§ Цель задания: Воспроизведите дословно часть воспоминаний о поездке во Францию: начните с места, где стоят слова «Такси у вокзала», и остановитесь после слов «у вас заказан?».

§ Исходный текст:
▬▬▬▬▬▬▬▬▬▬

Эмоциональная составляющая была для меня также очень сильна. Среди тех, кто попал в капкан, были писатели, художники, скульпторы, чьими работами я восхищался: Франц Верфель, Лион Фейхтвангер, Марк Шагал, Макс Эрнст, Жак Липшиц. Многих из них я любил и знал, ко всем испытывал признательность за наслаждение, доставленное мне их творчеством. Теперь, когда они были в опасности, я был обязан помочь им, если смогу, так же, как они, сами того не зная, помогали мне в прошлом.

Кроме того, я был обязан отправиться летом 1940 г. во Францию ради австрийских и немецких социалистов, из искреннего сочувствия к их мыслям и делам, в особенности, за проекты рабочих жилых кварталов, построенных ими в 1920‑е. Я мог не соглашаться с их идеологией или методами, но увидав эти городские застройки, понял, что сердцем я с ними.[5]

И, наконец, я не понаслышке знал, что означала победа Гитлера. В 1935 я, побывав в Германии, вдохнул гнетущую атмосферу гитлеровского режима. Я разговаривал с евреями и антифашистами, видел их тревогу и беспомощность и ощутил, что значит бесправие. В Берлине на Курфюрстендам я в первый раз увидал еврейский погром.[6] Я видел собственными глазами, как банды нацистских молодчиков громят еврейские кафе, с ужасом смотрел, как выволакивают на улицу хозяев и гонят рыдающих, доведенных до истерики женщин, сбивают с ног стариков и бьют их сапогами в лицо. Если теперь, когда они захватили Францию, у меня был хоть малейший шанс спасти кого-нибудь из их жертв, я не мог оставаться в стороне.

Вариан Фрай в Берлине, 1935

Вариан Фрай в Берлине, 1935

Так, по ряду причин и по случайному стечению обстоятельств, я в августе 1940 выехал во Францию из Нью-Йорка с секретной миссией. Многие из моих друзей меня отговаривали, считая ее слишком опасной. Я вез с собой списки тех, кого надо было спасать, в моей голове роились планы действий. В моих списках числились двести с чем-то имен. Позже к ним прибавились многие сотни.

Я искренне полагал, что смогу управиться за один месяц. Я прожил там месяц и еще год, а когда (не по своей воле!) уезжал, работа была далека от завершения.

Я записал историю моих тринадцати месяцев и того, что за ними последовало. Читатели, интересующиеся работой Комитета Немедленного Спасения, поймут, почему о ней нельзя было рассказывать раньше. Это рассказ о нелегальной работе под носом у гестапо, и после того, как я вернулся в благополучную Америку, многие ее участники еще долго оставались во Франции под угрозой ареста. Публиковать что-либо раньше, когда гестапо продолжало оставаться всесильным, значило обречь товарищей и друзей на тюрьму, а может быть, и на смерть.

Вариан Фрай,
Нью-Йорк, январь 1945

1. Конспиративный отель «Сплендид»

Такси у вокзала не было, зато толпилось много носильщиков. Один взял мои чемоданы.

— Куда? — спросил он.

— «Сплендид», — ответил я.

— А номер у вас заказан?

▬▬▬▬▬▬▬▬▬▬

§ Выдержки из записей:
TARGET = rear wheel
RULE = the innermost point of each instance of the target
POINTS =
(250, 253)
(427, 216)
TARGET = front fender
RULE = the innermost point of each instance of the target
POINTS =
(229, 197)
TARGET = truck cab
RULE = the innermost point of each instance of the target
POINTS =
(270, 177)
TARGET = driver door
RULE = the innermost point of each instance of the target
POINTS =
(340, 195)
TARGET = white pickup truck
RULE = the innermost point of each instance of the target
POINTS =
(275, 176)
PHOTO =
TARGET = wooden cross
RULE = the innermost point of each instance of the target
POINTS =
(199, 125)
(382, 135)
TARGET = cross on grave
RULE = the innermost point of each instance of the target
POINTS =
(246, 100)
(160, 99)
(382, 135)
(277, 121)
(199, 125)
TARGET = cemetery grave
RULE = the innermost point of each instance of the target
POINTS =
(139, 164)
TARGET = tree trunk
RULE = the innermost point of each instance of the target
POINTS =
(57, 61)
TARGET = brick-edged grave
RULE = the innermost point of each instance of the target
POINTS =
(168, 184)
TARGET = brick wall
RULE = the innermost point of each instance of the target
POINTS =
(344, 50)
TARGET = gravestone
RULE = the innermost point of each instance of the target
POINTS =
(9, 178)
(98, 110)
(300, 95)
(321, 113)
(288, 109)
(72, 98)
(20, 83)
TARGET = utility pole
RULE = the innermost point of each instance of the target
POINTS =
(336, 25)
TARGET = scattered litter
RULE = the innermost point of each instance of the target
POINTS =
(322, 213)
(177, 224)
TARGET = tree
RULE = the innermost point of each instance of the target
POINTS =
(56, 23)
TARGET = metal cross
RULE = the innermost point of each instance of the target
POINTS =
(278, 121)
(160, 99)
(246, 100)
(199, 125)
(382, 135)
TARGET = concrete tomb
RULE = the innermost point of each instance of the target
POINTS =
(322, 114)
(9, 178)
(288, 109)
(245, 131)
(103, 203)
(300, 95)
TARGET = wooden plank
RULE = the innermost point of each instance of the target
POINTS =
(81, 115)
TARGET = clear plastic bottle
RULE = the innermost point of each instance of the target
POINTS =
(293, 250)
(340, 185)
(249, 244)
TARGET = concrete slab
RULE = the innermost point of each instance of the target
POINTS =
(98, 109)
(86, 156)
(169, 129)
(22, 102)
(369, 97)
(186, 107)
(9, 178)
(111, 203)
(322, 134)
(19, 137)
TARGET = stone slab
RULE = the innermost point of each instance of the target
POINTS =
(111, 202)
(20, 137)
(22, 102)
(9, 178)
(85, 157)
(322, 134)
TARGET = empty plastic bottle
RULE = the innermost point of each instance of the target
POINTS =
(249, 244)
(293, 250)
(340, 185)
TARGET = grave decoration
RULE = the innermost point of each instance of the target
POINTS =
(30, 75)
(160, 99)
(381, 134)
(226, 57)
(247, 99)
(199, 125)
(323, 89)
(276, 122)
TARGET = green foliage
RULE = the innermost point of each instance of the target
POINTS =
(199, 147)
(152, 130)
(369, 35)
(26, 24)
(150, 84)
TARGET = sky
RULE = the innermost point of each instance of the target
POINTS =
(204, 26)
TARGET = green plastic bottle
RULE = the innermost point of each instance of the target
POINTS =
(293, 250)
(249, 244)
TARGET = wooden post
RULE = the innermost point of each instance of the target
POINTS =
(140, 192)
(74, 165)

▬▬▬▬▬▬▬▬▬▬

§ Ответ:
Такси у вокзала не было, зато толпилось много носильщиков. Один взял мои чемоданы.

— Куда? — спросил он.

— «Сплендид», — ответил я.

— А номер у вас заказан?